[llvm] r211892 - [x86] Teach the target combine step to aggressively fold pshufd insturcions.

Fri Jun 27 04:40:14 PDT 2014

Author: chandlerc
Date: Fri Jun 27 06:40:13 2014
New Revision: 211892

URL: http://llvm.org/viewvc/llvm-project?rev=211892&view=rev
Log:
[x86] Teach the target combine step to aggressively fold pshufd insturcions.

Summary:
This allows it to fold pshufd instructions across intervening
half-shuffles and other noise. This pattern actually shows up in the
generic lowering tests, but I've also added direct tests using
intrinsics to make sure that the specific desired functionality is
working even if the lowering stuff changes in the future.

Differential Revision: http://reviews.llvm.org/D4292

Modified:
    llvm/trunk/lib/Target/X86/X86ISelLowering.cpp
    llvm/trunk/test/CodeGen/X86/vector-shuffle-128-v8.ll
    llvm/trunk/test/CodeGen/X86/vector-shuffle-combining.ll

Modified: llvm/trunk/lib/Target/X86/X86ISelLowering.cpp
URL: http://llvm.org/viewvc/llvm-project/llvm/trunk/lib/Target/X86/X86ISelLowering.cpp?rev=211892&r1=211891&r2=211892&view=diff
==============================================================================

--- llvm/trunk/lib/Target/X86/X86ISelLowering.cpp (original)
+++ llvm/trunk/lib/Target/X86/X86ISelLowering.cpp Fri Jun 27 06:40:13 2014
@@ -19061,6 +19061,79 @@ static SmallVector<int, 4> getPSHUFShuff
   }
 }
 
+/// \brief Search for a combinable shuffle across a chain ending in pshufd.
+///
+/// We walk up the chain and look for a combinable shuffle, skipping over
+/// shuffles that we could hoist this shuffle's transformation past without
+/// altering anything.
+static bool combineRedundantDWordShuffle(SDValue N, MutableArrayRef<int> Mask,
+                                         SelectionDAG &DAG,
+                                         TargetLowering::DAGCombinerInfo &DCI) {
+  assert(N.getOpcode() == X86ISD::PSHUFD &&
+         "Called with something other than an x86 128-bit half shuffle!");
+  SDLoc DL(N);
+
+  // Walk up a single-use chain looking for a combinable shuffle.
+  SDValue V = N.getOperand(0);
+  for (; V.hasOneUse(); V = V.getOperand(0)) {
+    switch (V.getOpcode()) {
+    default:
+      return false; // Nothing combined!

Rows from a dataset
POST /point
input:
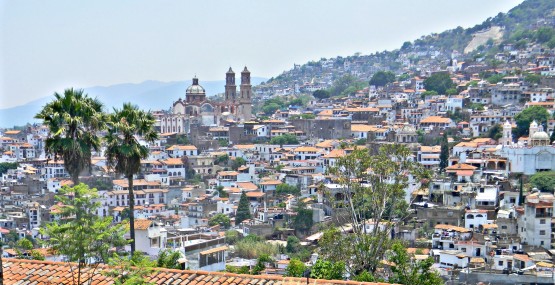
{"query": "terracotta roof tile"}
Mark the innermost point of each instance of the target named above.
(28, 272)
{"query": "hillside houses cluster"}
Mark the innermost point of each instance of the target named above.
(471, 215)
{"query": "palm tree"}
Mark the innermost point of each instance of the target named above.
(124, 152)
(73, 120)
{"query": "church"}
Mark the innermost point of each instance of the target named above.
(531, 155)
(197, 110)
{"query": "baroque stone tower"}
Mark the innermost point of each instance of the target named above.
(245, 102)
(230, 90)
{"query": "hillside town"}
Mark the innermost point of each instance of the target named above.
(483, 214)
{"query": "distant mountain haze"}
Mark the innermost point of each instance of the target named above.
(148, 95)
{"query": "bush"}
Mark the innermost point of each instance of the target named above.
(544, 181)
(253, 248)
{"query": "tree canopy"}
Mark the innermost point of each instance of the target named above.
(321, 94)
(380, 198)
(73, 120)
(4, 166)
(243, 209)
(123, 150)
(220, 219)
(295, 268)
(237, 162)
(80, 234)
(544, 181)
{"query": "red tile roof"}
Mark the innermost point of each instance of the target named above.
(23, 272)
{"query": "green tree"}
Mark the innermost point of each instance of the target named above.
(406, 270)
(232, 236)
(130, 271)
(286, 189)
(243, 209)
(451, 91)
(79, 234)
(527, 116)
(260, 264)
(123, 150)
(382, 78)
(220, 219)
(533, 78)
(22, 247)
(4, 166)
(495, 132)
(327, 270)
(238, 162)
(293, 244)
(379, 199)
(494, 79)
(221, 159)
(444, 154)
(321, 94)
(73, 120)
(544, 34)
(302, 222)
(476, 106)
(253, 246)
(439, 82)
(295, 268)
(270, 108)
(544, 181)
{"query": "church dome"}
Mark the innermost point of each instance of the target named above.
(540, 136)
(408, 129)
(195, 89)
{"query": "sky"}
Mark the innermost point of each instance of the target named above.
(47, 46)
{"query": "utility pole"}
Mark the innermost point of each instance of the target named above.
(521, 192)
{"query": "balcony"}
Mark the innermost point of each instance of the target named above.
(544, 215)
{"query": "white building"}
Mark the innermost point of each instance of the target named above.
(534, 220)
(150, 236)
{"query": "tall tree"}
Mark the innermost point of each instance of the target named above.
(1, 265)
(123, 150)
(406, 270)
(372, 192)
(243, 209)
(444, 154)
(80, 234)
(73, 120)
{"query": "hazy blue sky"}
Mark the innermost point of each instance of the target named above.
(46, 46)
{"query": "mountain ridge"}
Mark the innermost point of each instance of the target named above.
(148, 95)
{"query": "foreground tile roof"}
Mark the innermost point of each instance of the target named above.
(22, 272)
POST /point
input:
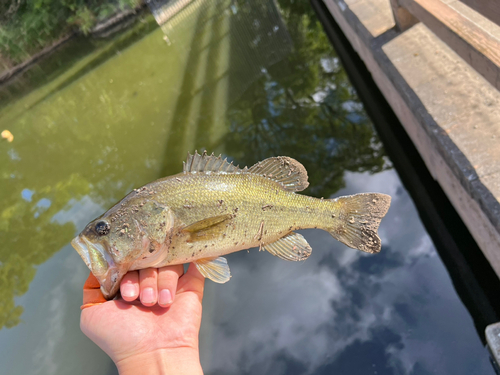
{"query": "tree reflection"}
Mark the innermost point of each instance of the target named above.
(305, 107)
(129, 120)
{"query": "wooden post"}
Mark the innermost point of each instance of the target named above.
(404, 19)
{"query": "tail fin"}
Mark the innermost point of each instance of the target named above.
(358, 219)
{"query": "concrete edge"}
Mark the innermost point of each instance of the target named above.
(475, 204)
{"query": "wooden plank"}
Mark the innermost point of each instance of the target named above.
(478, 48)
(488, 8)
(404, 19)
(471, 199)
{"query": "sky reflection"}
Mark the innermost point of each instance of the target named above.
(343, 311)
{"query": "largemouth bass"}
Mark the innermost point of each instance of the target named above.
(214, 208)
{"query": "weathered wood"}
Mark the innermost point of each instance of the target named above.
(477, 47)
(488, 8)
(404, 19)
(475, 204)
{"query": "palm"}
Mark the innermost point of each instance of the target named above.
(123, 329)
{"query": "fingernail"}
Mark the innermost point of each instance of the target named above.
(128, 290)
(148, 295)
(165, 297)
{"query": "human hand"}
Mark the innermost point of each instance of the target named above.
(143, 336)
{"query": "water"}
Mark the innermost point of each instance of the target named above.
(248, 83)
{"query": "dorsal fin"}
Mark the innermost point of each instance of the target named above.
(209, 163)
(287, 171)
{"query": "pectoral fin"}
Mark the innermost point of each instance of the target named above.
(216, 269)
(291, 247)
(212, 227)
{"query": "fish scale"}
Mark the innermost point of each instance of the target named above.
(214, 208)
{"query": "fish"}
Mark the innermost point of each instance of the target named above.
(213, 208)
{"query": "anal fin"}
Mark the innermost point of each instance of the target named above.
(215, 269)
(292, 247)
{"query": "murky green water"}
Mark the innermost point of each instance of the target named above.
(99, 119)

...

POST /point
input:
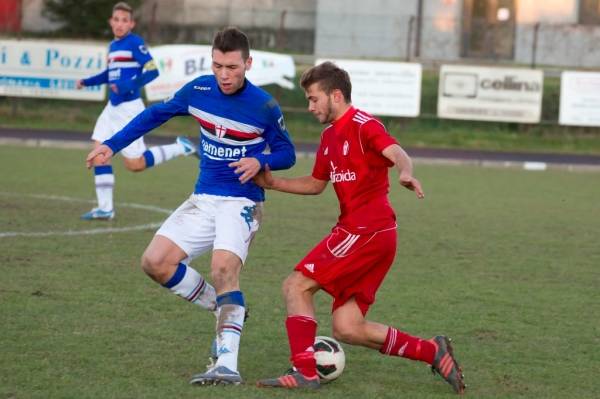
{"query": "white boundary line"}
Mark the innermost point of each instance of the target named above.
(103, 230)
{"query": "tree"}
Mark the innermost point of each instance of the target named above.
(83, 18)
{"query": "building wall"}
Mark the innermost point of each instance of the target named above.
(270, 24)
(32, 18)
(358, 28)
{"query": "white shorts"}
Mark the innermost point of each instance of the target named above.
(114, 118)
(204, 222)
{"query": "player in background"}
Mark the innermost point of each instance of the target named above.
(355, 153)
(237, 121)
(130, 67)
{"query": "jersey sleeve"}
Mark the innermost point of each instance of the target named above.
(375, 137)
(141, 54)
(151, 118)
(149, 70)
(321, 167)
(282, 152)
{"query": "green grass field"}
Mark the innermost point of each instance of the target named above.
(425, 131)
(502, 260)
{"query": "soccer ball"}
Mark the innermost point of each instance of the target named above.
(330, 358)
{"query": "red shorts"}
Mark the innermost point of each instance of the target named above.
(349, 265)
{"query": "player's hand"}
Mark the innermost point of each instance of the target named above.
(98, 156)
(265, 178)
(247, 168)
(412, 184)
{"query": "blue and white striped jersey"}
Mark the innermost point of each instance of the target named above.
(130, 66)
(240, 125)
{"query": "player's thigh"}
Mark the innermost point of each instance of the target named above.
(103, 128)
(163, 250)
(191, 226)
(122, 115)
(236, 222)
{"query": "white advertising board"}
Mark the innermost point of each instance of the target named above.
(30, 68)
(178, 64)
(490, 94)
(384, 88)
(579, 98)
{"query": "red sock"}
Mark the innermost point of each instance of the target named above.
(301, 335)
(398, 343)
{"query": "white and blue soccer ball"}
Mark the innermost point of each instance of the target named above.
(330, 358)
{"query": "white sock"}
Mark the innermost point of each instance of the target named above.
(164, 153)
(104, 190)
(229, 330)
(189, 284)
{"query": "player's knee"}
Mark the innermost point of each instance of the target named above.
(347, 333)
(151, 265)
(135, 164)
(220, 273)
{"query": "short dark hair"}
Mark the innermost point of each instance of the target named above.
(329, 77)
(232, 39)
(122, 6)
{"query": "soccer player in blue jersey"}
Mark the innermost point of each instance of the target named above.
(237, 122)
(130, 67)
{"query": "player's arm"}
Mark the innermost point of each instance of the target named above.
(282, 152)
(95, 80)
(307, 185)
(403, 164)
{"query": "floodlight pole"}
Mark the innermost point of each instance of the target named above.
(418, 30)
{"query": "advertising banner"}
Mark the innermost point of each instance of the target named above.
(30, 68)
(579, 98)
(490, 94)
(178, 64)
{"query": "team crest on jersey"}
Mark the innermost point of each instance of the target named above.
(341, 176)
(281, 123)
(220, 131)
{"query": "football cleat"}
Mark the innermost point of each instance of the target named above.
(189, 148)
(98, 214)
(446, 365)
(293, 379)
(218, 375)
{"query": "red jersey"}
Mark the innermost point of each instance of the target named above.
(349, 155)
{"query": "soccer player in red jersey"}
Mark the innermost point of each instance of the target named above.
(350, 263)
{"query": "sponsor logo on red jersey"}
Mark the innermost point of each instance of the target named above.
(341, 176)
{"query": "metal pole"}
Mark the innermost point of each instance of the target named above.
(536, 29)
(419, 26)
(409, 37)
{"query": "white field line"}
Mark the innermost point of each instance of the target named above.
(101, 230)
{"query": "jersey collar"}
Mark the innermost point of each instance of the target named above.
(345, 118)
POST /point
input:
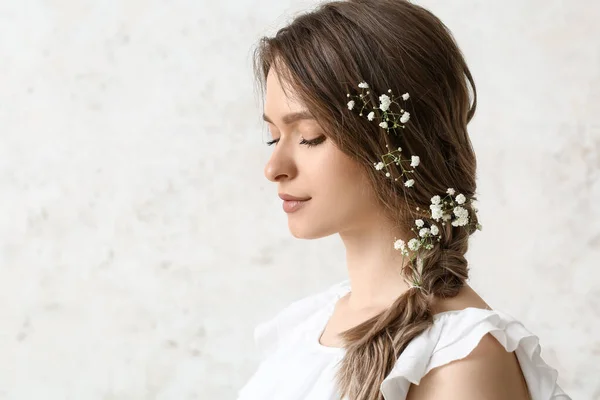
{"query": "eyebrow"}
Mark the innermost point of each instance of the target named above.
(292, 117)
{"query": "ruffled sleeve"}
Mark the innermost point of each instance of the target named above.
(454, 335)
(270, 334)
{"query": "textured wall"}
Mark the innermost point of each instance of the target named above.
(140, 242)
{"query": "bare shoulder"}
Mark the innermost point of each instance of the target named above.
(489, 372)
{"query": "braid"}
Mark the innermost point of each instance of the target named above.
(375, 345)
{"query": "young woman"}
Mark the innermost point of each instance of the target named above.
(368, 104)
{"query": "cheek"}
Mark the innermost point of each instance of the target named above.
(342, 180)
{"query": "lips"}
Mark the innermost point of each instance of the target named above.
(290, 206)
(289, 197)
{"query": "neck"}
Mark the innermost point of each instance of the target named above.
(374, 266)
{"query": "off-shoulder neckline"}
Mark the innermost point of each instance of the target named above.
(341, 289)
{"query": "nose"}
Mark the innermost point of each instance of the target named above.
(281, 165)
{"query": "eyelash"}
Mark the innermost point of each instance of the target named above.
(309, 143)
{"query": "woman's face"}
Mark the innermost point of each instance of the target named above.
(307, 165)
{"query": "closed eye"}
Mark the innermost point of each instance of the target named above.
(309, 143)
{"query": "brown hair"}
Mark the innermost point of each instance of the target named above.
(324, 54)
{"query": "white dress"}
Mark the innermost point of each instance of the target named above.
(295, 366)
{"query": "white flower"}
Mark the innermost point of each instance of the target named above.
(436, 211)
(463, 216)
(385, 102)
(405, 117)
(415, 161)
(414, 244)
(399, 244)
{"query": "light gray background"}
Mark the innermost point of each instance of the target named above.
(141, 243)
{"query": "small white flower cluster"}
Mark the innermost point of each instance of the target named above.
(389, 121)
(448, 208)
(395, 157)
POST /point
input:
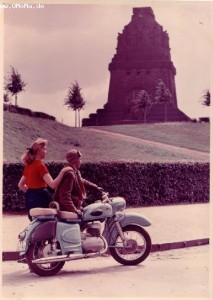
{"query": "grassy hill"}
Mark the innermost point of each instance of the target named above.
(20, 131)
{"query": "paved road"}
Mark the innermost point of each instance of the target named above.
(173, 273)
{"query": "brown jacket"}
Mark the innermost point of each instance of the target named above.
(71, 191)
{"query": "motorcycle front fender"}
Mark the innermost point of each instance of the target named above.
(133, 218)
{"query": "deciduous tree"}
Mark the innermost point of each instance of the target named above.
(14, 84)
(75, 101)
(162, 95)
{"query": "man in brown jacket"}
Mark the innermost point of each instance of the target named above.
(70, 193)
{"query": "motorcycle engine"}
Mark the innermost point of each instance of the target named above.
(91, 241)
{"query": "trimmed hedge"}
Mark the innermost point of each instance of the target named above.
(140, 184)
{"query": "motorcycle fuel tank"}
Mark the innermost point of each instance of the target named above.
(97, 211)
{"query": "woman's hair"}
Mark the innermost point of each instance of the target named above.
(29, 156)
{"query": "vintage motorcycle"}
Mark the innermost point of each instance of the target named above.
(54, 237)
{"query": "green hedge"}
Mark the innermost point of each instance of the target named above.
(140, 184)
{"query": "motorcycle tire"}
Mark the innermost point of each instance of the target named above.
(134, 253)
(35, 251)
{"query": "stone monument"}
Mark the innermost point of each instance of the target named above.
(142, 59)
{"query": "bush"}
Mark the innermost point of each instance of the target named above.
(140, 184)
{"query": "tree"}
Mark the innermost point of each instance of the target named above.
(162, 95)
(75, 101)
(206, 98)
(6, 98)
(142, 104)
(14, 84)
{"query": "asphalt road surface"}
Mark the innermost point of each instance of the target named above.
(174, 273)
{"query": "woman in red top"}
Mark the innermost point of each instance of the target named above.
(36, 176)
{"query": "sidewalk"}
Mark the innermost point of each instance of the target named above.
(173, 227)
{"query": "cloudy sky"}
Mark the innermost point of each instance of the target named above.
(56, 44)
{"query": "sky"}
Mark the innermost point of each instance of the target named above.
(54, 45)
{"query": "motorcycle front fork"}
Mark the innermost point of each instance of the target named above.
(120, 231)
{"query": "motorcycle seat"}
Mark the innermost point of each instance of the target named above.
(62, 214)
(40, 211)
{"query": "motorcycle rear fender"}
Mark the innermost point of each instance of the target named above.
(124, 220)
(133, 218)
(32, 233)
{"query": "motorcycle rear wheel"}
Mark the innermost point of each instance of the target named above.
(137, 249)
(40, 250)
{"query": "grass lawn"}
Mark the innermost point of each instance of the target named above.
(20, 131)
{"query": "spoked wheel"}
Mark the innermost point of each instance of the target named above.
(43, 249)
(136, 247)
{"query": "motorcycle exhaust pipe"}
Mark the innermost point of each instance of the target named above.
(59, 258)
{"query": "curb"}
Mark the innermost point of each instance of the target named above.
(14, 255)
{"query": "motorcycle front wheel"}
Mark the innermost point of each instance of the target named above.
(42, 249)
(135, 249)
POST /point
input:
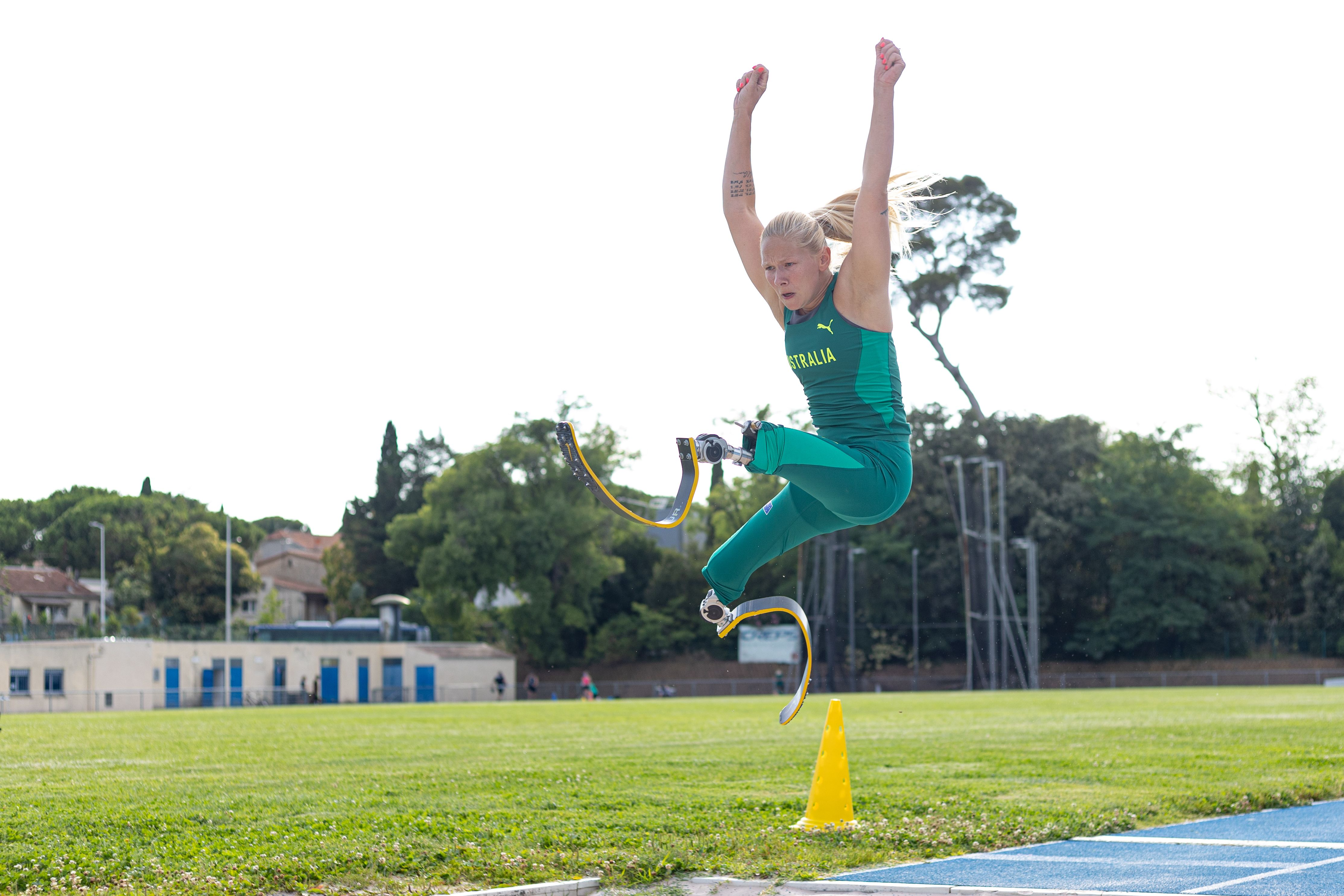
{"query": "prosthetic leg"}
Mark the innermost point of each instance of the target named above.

...

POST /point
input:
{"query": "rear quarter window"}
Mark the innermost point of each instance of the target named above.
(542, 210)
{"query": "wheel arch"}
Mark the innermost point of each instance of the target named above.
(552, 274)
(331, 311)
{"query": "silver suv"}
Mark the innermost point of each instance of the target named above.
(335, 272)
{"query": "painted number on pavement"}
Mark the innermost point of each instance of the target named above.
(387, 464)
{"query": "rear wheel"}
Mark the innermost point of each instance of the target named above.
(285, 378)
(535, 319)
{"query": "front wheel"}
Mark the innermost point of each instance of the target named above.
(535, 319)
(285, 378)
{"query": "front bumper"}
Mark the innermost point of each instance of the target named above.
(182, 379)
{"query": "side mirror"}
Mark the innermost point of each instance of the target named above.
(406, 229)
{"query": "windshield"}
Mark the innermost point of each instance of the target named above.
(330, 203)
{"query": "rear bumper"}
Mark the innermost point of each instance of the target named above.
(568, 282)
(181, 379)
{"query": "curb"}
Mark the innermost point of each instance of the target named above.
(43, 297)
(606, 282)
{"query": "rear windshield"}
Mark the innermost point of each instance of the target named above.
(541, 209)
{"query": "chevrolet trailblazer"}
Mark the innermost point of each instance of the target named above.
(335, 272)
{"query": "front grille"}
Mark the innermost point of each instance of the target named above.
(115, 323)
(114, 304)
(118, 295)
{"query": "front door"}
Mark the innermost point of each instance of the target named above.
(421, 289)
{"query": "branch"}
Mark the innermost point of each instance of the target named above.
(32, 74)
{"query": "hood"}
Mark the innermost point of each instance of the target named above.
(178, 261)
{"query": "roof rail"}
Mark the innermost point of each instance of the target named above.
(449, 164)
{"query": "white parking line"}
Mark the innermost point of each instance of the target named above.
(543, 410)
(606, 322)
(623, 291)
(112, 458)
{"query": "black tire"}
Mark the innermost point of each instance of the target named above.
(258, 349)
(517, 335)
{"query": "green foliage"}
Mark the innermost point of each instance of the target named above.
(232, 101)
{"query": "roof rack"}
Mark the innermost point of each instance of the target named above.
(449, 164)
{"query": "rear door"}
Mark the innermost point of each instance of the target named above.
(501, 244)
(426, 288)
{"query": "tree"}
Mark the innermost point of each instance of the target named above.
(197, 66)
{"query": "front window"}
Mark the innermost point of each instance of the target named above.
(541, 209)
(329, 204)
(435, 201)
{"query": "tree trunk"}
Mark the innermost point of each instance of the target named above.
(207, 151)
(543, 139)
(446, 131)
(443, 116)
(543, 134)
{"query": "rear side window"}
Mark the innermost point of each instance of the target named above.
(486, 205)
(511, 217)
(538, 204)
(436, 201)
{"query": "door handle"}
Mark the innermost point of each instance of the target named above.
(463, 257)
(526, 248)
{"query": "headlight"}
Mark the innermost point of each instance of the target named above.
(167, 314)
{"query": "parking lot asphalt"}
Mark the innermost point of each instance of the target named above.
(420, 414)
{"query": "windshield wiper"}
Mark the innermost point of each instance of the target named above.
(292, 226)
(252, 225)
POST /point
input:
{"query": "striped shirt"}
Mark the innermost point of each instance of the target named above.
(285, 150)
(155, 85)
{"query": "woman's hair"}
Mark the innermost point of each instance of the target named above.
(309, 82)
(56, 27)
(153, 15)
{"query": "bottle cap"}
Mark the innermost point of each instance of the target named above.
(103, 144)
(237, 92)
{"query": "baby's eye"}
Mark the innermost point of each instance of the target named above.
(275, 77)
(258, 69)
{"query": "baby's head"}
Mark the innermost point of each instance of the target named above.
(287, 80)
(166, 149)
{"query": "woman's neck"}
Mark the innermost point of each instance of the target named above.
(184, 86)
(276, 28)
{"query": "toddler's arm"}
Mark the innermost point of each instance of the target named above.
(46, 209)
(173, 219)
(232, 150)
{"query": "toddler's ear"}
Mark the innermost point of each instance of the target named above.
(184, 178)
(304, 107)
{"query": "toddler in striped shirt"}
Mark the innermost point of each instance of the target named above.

EXERCISE REQUIREMENTS | Render this sentence from the LLVM commit in Spanish: "We walk up the chain and look for a combinable shuffle, skipping over shuffles that we could hoist this shuffle's transformation past without altering anything."

SOLUTION TO THE EXERCISE | Recorremos la cadena hacia arriba y buscamos un shuffle combinable, saltándonos los shuffles más allá de los cuales podríamos elevar la transformación de este shuffle sin alterar nada.